**Work order**
Give back the full data, unchanged and complete.

BEGIN

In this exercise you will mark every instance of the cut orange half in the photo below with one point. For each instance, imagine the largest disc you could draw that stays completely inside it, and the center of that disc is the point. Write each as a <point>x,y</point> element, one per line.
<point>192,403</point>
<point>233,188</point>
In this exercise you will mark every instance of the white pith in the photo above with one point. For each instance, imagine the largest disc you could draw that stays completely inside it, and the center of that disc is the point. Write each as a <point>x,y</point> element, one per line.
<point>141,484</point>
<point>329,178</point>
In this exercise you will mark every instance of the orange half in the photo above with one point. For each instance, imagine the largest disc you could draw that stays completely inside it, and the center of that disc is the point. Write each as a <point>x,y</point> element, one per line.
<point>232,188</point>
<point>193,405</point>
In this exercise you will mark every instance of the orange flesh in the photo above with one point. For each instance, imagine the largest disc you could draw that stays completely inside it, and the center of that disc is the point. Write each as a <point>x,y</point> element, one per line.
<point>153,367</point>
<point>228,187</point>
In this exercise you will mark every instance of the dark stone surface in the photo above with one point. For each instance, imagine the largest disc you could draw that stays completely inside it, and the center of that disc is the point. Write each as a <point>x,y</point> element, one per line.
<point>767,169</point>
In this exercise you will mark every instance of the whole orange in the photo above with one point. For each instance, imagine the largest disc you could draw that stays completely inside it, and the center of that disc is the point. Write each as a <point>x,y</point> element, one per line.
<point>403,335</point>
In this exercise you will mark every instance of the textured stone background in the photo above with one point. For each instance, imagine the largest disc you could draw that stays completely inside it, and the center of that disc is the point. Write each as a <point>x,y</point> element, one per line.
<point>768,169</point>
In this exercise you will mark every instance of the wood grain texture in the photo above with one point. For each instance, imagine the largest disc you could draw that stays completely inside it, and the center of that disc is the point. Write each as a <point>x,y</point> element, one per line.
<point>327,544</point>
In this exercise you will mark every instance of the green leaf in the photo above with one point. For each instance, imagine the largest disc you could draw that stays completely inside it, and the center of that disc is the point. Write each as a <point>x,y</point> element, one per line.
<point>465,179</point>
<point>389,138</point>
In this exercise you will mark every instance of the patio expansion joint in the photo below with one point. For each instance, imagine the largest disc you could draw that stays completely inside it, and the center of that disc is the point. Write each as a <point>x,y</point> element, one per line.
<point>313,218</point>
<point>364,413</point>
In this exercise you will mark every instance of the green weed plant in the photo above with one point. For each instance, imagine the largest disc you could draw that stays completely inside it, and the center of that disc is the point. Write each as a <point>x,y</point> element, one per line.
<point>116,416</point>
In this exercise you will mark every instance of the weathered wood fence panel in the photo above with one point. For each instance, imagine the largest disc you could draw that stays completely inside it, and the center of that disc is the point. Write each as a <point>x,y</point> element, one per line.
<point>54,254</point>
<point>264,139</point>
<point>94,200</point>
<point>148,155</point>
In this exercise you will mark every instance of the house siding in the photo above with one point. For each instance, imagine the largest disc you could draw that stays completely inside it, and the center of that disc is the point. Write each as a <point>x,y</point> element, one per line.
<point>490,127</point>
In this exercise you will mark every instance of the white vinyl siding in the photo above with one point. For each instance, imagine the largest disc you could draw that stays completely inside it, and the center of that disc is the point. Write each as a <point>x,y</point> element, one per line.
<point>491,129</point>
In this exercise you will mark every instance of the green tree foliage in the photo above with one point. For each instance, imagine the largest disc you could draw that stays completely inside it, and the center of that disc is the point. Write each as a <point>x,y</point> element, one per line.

END

**Written reply**
In this exercise you will mark every instance of the cut orange half in the photo below with one point. For each instance, imagine the largest disc you could draw that stays completely inside it, and the center of that disc is the point. Write each as a <point>x,y</point> element, one per line.
<point>192,403</point>
<point>233,188</point>
In this exercise you will mark every instance of the white pith in the photo above with one point. For each instance, imagine the largest disc you could draw that stays completely inside it, and the center of that disc is the point. Write each as a <point>x,y</point> element, one per line.
<point>141,484</point>
<point>329,178</point>
In this exercise you will mark every instance of the orange half in the photo above with one point. For each instance, imagine the largest disc you could draw that stays completely inside it, and the center of that disc is the point. Write each as a <point>x,y</point> element, one per line.
<point>232,188</point>
<point>193,405</point>
In this exercise you will mark every instance of the orange flesh in the photo above with one point. For each instance, imagine the largest disc you could draw that stays completely inside it, and the center of that disc is the point. Write each as a <point>x,y</point> element, one per line.
<point>153,367</point>
<point>228,187</point>
In this exercise you will mark every instance of the dark stone surface in the photo above with one point. For each instance, imagine the largest disc you could draw that stays completely inside it, and the center of that disc is the point. Write each as a <point>x,y</point> element, one per line.
<point>767,169</point>
In this exercise you will mark every instance of the whole orange in the photo above with one point. For each instance, imagine the largest disc you could draw that stays completely inside it, and the center of that disc is the point. Write each as a <point>x,y</point> element, one per line.
<point>403,335</point>
In this exercise you will mark every instance of the textured stone background in the photo above with one point. For each instance, imagine the largest disc you could draw that stays completely inside it, and the center of that disc is the point. Write each as a <point>x,y</point> element, one per line.
<point>768,169</point>
In this exercise you will mark every instance of the wood grain texture in the photo above with one point. For each instance, imagine the largest disc you could draw that stays completely inside it, and the center of that disc is the point. Write each as a <point>x,y</point> element, one per line.
<point>327,544</point>
In this exercise you will mark every instance of the green leaf in the photo above with one point. For each instance, imagine the largest disc you could draw that stays completely inside it, and the center of that disc is the point. Write each as a <point>x,y</point> element, one per line.
<point>465,179</point>
<point>389,138</point>
In this exercise you will mark every instance of the patio expansion joint in the photo below with one point. For each instance, imagine the largest disc you could draw that stays completely inside it, and the center of that disc is the point. Write each as a <point>x,y</point> element, one per line.
<point>313,218</point>
<point>364,413</point>
In this exercise you will mark every instance of the green weed plant in the photo above with one point. For each instance, imagine the largest disc you could draw that stays completely inside it, and the center of that disc is the point. Write each as a <point>x,y</point> element, one per line.
<point>116,416</point>
In this exercise you will mark every instance of the weathered wood fence panel in the photo above with one point. For each instance, imagine the largest disc you could draw that stays completely inside it, and the center of that disc is the point. Write each as a <point>x,y</point> element, one per line.
<point>54,254</point>
<point>264,139</point>
<point>94,200</point>
<point>148,155</point>
In this exercise you will mark every instance of the house siding in the photo above with one point. For each instance, imagine the largest disc you could draw that stays completely inside it, and the center of that disc is the point. Write each as a <point>x,y</point> element, one per line.
<point>490,127</point>
In this exercise you will mark every instance of the white vinyl siding in the photo above with one point. For each instance, imagine the largest disc you could draw that stays completely inside it, and the center of that disc is the point. Write each as a <point>x,y</point> element, one per line.
<point>491,129</point>
In this exercise you will mark every instance of the green tree foliage in the photo above with one point. For each instance, imagine the largest disc you could draw that stays completely inside it, and the center of that disc is the point. Write each as a <point>x,y</point> element, one per line.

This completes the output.